Is democracy really in danger?

     

How serious are the challenges to democracy today? One way to assess this is to examine historical experience, using the best global data available. Doing this paints a picture that is less dire than much commentary suggests, according to Daniel Treisman, a professor of political science at the University of California, Los Angeles.

Far from suggesting a major retreat, four ratings used to classify countries’ political systems – Polity; Freedom House; Boix, Miller, Rosato; and VDEM – show the global proportion of democracies at or near an all-time high, he writes for the Washington Post’s Monkey Cage.

To oversimplify, a democracy typically declines like this, the Economist adds:

First, a crisis occurs and voters back a charismatic leader who promises to save them. Second, this leader finds enemies. His aim, in the words of H.L. Mencken, a 20th-century American wit, “is to keep the populace alarmed (and hence clamorous to be led to safety) by an endless series of hobgoblins, all of them imaginary.” Third, he nobbles independent institutions that might get in his way. Finally, he changes the rules to make it harder for voters to dislodge him. During the first three stages, his country is still a democracy. At some point in the final stage, it ceases to be one. All four stages are worth examining.

Dataset content |
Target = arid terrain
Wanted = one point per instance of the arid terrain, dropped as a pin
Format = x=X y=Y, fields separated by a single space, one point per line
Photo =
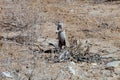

Problem statement | Write out everything from "To oversimplify, a" down to "are worth examining." in the text on democracy, switching "leader" to "strongman" throughout.

Result of this exercise |
To oversimplify, a democracy typically declines like this, the Economist adds:

First, a crisis occurs and voters back a charismatic strongman who promises to save them. Second, this strongman finds enemies. His aim, in the words of H.L. Mencken, a 20th-century American wit, “is to keep the populace alarmed (and hence clamorous to be led to safety) by an endless series of hobgoblins, all of them imaginary.” Third, he nobbles independent institutions that might get in his way. Finally, he changes the rules to make it harder for voters to dislodge him. During the first three stages, his country is still a democracy. At some point in the final stage, it ceases to be one. All four stages are worth examining.